Job: Count the lines in the items that contain the string "green", treating case as significant, and reply with the number only.

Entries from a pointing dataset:
-*-

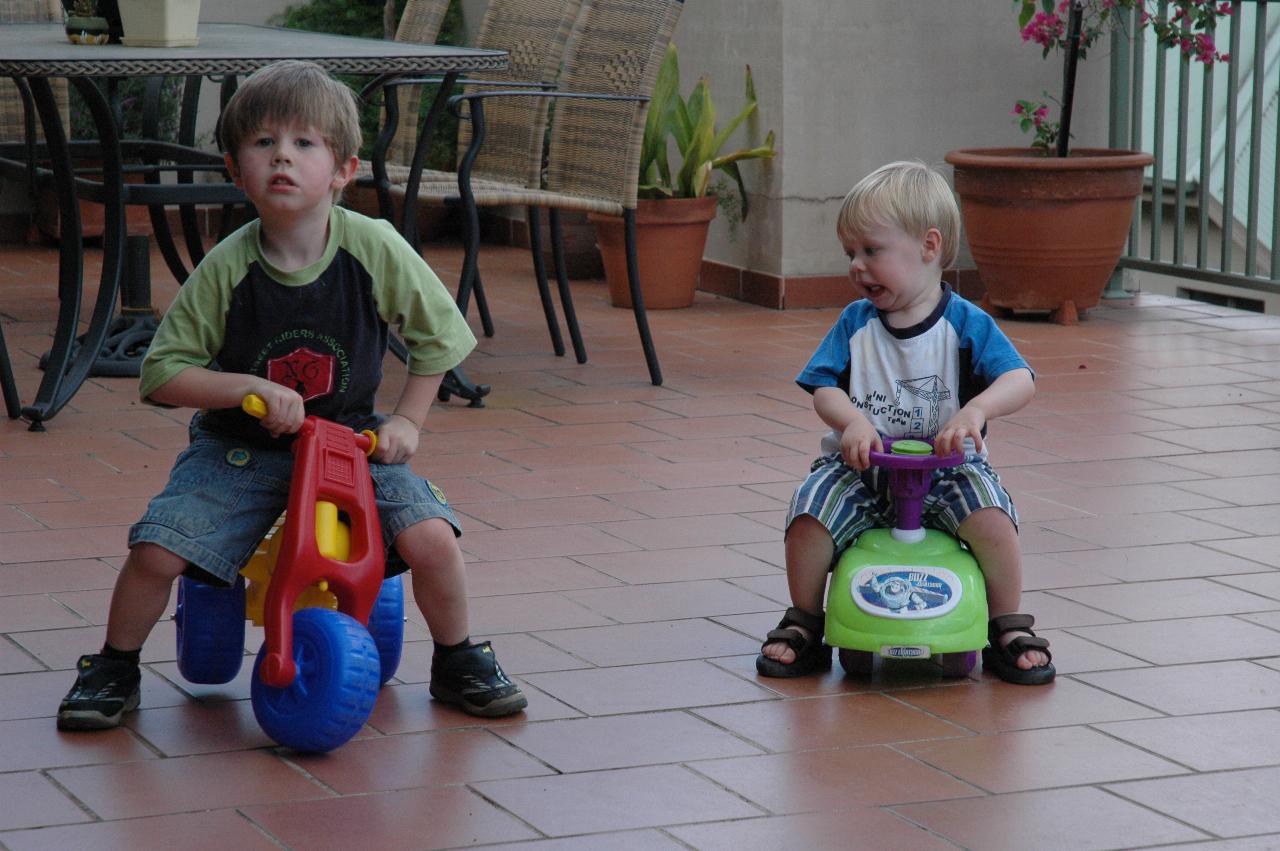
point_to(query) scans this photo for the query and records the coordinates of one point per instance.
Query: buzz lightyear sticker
(905, 591)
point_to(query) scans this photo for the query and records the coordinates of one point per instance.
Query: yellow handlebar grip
(254, 405)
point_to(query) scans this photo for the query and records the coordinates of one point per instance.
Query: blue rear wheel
(333, 690)
(210, 626)
(387, 625)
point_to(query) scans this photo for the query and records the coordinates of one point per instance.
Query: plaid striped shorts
(849, 502)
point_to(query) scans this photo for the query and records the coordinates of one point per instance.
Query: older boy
(295, 307)
(900, 228)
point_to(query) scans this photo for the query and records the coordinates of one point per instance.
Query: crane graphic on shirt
(932, 390)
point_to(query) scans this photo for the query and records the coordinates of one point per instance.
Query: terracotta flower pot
(671, 236)
(1046, 232)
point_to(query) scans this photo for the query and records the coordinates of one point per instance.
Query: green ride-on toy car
(908, 593)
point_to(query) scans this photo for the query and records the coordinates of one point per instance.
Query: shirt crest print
(309, 373)
(914, 408)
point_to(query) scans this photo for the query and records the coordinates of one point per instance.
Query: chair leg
(469, 280)
(575, 333)
(544, 293)
(650, 356)
(12, 405)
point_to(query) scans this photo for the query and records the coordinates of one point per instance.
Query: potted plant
(83, 24)
(1046, 224)
(676, 206)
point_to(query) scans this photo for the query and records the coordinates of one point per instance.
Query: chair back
(10, 101)
(617, 49)
(420, 23)
(533, 32)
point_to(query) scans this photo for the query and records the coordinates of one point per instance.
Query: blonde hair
(908, 195)
(292, 92)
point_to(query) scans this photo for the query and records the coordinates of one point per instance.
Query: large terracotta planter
(671, 236)
(1046, 232)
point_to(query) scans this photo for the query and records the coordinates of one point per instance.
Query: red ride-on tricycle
(334, 626)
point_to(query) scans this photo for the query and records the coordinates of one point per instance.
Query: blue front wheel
(334, 687)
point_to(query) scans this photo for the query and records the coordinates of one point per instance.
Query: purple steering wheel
(910, 461)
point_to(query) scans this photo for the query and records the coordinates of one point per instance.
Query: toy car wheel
(334, 687)
(856, 663)
(958, 664)
(387, 625)
(210, 626)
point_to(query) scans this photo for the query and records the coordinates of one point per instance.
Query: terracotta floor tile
(439, 817)
(624, 741)
(846, 719)
(1073, 654)
(670, 600)
(552, 512)
(1255, 520)
(1057, 819)
(828, 779)
(36, 612)
(1262, 550)
(993, 707)
(410, 709)
(443, 758)
(182, 783)
(1164, 561)
(653, 641)
(32, 800)
(672, 685)
(35, 744)
(672, 564)
(874, 831)
(1024, 760)
(688, 531)
(210, 831)
(1207, 742)
(1194, 689)
(542, 543)
(1223, 804)
(1240, 490)
(1130, 499)
(1187, 640)
(1168, 599)
(1160, 527)
(530, 576)
(42, 577)
(200, 727)
(616, 800)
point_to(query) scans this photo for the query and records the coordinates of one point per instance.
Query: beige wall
(849, 85)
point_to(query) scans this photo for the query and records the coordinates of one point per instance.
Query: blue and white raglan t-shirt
(909, 381)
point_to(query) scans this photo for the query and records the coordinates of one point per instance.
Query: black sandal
(1002, 659)
(812, 653)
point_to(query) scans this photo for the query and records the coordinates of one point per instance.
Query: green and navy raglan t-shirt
(321, 330)
(909, 381)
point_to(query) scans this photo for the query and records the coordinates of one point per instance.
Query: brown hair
(292, 91)
(906, 195)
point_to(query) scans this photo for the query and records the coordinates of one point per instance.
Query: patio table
(33, 54)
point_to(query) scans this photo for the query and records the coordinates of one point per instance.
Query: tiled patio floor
(625, 557)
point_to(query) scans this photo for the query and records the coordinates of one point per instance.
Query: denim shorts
(223, 497)
(848, 502)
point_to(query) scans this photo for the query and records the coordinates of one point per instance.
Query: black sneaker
(472, 678)
(105, 689)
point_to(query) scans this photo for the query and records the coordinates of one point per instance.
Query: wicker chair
(534, 33)
(593, 158)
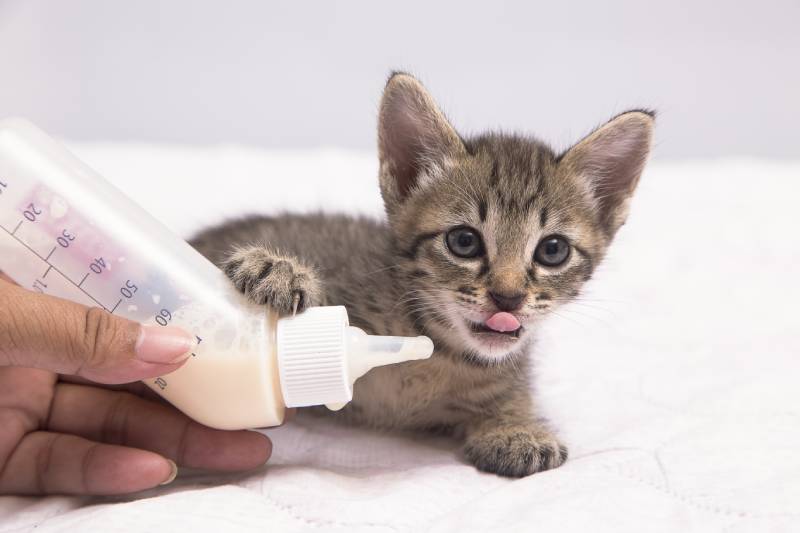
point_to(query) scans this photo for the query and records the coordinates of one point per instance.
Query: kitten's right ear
(414, 137)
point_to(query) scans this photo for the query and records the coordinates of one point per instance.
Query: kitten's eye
(464, 242)
(552, 251)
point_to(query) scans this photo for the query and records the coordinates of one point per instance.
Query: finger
(121, 418)
(53, 463)
(137, 387)
(41, 331)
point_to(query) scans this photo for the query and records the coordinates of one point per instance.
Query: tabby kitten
(485, 236)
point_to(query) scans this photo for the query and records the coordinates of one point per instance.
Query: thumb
(41, 331)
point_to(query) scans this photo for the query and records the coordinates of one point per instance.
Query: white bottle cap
(320, 356)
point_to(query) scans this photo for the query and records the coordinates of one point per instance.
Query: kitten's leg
(280, 281)
(511, 443)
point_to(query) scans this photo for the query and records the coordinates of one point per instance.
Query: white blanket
(674, 381)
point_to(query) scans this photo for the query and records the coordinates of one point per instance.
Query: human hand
(61, 432)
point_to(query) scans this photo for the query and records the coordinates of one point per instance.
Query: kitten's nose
(507, 302)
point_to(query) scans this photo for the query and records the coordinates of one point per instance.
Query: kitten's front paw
(515, 451)
(272, 279)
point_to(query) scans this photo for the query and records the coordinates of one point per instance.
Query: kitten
(485, 236)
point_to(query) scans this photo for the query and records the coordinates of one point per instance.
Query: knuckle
(98, 337)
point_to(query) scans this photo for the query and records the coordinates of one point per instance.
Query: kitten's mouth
(483, 330)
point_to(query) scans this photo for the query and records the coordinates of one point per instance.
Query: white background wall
(725, 75)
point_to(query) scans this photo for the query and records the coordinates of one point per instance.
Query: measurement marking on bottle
(34, 252)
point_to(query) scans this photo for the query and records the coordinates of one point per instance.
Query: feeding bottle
(66, 232)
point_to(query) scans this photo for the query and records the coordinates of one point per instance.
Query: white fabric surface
(674, 382)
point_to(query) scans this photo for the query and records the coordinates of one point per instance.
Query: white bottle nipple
(320, 356)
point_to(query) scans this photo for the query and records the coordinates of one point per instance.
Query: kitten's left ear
(611, 159)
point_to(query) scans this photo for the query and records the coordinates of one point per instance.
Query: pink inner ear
(402, 146)
(412, 132)
(613, 157)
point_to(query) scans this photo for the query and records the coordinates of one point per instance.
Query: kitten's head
(496, 231)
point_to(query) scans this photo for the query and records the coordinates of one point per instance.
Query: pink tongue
(502, 322)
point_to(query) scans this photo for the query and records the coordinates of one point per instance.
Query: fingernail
(164, 345)
(172, 474)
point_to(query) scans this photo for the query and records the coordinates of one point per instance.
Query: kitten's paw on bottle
(267, 278)
(515, 451)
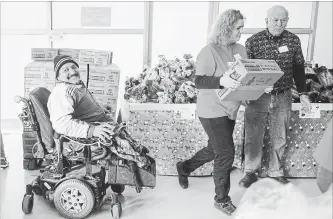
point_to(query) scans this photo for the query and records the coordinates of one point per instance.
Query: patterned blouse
(286, 51)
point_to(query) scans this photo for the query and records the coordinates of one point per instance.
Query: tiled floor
(166, 201)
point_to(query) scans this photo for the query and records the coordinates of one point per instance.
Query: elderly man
(267, 119)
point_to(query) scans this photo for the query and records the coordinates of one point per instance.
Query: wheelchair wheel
(74, 199)
(116, 210)
(27, 203)
(117, 188)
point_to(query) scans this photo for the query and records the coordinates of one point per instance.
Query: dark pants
(266, 128)
(221, 149)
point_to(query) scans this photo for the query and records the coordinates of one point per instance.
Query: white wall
(323, 43)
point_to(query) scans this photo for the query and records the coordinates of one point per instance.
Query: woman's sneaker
(4, 163)
(225, 207)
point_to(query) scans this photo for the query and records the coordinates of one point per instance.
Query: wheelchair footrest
(121, 174)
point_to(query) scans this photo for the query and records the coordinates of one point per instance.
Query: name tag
(237, 56)
(283, 49)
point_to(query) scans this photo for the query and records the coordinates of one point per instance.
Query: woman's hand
(103, 131)
(269, 89)
(228, 82)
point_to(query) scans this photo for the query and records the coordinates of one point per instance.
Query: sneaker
(4, 163)
(225, 207)
(182, 178)
(248, 179)
(281, 179)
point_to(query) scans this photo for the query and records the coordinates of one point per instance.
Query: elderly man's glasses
(275, 20)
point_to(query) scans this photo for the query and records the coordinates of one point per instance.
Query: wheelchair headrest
(39, 98)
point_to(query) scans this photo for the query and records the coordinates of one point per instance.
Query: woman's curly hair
(223, 26)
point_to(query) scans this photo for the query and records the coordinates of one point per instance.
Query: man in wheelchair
(75, 113)
(91, 152)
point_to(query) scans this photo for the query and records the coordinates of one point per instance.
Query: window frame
(148, 29)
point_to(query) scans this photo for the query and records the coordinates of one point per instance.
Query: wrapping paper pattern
(303, 139)
(172, 138)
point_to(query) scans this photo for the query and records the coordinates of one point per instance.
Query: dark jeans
(221, 149)
(266, 127)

-*-

The answer: 2